[Start of RECORD EXCERPTS]

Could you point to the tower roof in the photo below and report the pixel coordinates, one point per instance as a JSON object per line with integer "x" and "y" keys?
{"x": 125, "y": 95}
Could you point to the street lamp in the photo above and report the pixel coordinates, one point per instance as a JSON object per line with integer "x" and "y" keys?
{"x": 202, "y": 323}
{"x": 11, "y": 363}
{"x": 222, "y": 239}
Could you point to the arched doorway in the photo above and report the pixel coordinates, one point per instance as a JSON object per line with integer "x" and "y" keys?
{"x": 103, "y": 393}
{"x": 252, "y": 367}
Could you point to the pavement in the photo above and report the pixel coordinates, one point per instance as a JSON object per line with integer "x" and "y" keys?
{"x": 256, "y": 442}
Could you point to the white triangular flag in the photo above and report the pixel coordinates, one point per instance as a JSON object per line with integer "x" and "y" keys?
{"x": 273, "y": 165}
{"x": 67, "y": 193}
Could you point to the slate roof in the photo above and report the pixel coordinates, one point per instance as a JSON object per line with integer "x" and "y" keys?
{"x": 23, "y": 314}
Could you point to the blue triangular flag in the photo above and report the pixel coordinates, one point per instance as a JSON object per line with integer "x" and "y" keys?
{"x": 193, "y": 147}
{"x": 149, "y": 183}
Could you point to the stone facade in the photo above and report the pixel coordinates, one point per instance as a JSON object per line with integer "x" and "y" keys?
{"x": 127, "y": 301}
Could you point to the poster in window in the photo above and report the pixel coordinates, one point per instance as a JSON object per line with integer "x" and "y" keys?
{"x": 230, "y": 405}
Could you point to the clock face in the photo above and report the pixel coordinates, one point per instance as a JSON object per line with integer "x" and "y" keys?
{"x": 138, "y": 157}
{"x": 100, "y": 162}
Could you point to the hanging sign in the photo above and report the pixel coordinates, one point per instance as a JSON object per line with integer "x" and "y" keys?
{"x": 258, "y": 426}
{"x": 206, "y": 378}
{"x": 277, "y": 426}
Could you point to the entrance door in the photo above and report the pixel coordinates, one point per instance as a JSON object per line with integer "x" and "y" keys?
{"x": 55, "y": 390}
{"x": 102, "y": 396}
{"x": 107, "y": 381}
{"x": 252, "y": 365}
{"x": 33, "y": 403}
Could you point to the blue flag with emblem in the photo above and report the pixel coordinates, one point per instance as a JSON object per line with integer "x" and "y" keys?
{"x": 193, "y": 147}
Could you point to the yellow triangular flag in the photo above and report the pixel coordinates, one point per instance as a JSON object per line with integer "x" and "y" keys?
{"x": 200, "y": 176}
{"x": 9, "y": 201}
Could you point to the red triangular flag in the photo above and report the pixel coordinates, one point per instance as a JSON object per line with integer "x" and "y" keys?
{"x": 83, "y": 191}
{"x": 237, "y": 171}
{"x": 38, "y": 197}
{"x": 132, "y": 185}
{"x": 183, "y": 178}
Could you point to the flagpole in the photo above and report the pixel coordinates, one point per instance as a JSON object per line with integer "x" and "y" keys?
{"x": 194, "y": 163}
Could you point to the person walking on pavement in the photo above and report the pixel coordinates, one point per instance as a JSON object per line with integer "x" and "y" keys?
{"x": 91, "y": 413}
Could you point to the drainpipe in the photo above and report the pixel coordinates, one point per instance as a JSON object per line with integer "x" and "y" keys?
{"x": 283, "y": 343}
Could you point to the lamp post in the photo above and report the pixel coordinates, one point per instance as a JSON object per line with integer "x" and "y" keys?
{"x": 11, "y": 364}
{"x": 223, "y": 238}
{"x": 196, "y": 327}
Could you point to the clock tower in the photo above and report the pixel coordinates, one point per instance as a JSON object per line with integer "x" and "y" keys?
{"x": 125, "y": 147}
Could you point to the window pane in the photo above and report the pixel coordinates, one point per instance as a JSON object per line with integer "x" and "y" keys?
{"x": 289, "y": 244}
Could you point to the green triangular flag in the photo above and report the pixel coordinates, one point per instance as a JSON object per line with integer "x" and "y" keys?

[End of RECORD EXCERPTS]

## STATED TASK:
Could you pull out every line of the listing above and reproduce each one verbatim, in its original order?

## FULL OUTPUT:
Could you point to the tower roof in the photo below and report the pixel coordinates, one point per instance as a JSON object per line with integer "x" and "y" keys?
{"x": 125, "y": 95}
Could you point to the street lamp in the photo above and report the pixel coordinates, one point per instance as a JSON object per line with integer "x" and "y" keys?
{"x": 202, "y": 323}
{"x": 11, "y": 363}
{"x": 222, "y": 239}
Could you point to the arched doorway in the photo above and report the pixel coordinates, one point per instance as a JSON object per line with integer "x" and "y" keys?
{"x": 103, "y": 393}
{"x": 252, "y": 367}
Could you point to the pavement in the photo above and report the pixel coordinates, one point per instance as a JSON object per line with integer "x" and "y" keys?
{"x": 256, "y": 442}
Could you point to the white triangular flag in the photo above and report the pixel coordinates, one point per instance as a JSON object per line with integer "x" and "y" keys?
{"x": 273, "y": 165}
{"x": 67, "y": 193}
Could you point to the slate roof in the photo above and report the pixel coordinates, one point per instance as a JSON object per line with integer "x" and "y" keys?
{"x": 23, "y": 314}
Could you point to the blue triangular flag in the photo above and report the pixel coordinates, one point per instance as a JSON object per line with integer "x" and "y" keys?
{"x": 193, "y": 147}
{"x": 149, "y": 183}
Could you point to the stone facade in the photo above and report the pixel coordinates, one point per instance as a JSON object per line with integer "x" and "y" keys?
{"x": 127, "y": 301}
Could you point to the poster in window in the photo above and report the pixel coordinates, one point per instance as a JSON object per line with integer "x" and "y" keys?
{"x": 230, "y": 405}
Could you point to the clock face in the photo above and report the pixel coordinates, one point per instance as a JSON object per line with integer "x" and "y" keys?
{"x": 138, "y": 157}
{"x": 100, "y": 162}
Could you point to the hanging sign in the photo above and report the pixel coordinates, one point per instance as a JSON object per line with integer "x" and "y" keys?
{"x": 258, "y": 426}
{"x": 206, "y": 378}
{"x": 277, "y": 426}
Could you point to the entrance door in the photo above and report the pixel coordinates, one point per instance as a JSON object per line with integer "x" and "y" keys?
{"x": 55, "y": 390}
{"x": 102, "y": 396}
{"x": 107, "y": 381}
{"x": 252, "y": 365}
{"x": 33, "y": 403}
Could you point to the blue flag with emblem in the photo above and report the pixel coordinates, one point per instance as a JSON object per line with integer "x" and "y" keys?
{"x": 193, "y": 147}
Could you point to the yellow triangular flag in the photo above and report the pixel coordinates, one point per instance as a JSON object per line with integer "x" and "y" keys?
{"x": 200, "y": 176}
{"x": 9, "y": 201}
Could you point to the red triangular flag in the photo above and report the pixel coordinates, one point per instance as a JSON object per line with integer "x" and "y" keys?
{"x": 83, "y": 191}
{"x": 237, "y": 171}
{"x": 38, "y": 197}
{"x": 132, "y": 185}
{"x": 183, "y": 178}
Could you point to the flagpole in the photo above and report the pixel coordinates, one point per instance as a JSON object per line with integer "x" and "y" keys?
{"x": 194, "y": 163}
Could you point to the person walking on pavement in the photo above and report the pixel coordinates, one point per instance as a JSON object per line with integer "x" and "y" keys?
{"x": 91, "y": 413}
Could you point to the drainpipe in the photo above and report the pixel coordinates, one point per instance as a JSON object per line with integer "x" and "y" keys?
{"x": 283, "y": 343}
Could you point to the lamp post in the photo above and report the pixel coordinates, one point per instance as a JSON object per line with integer "x" and "y" keys?
{"x": 11, "y": 364}
{"x": 223, "y": 238}
{"x": 196, "y": 327}
Could you point to the clock tower in the photo above and report the pixel coordinates, one point per instance as a JSON object per line with integer "x" and "y" keys?
{"x": 125, "y": 147}
Could you point to the window pane in the photo above and report the pixel coordinates, one point per instance as a JSON object per line with integer "x" and "y" keys?
{"x": 289, "y": 244}
Could you point to the green triangular flag in the photo above and report the pixel coordinates, one point per instance as a JSON object per line with integer "x" and "y" keys?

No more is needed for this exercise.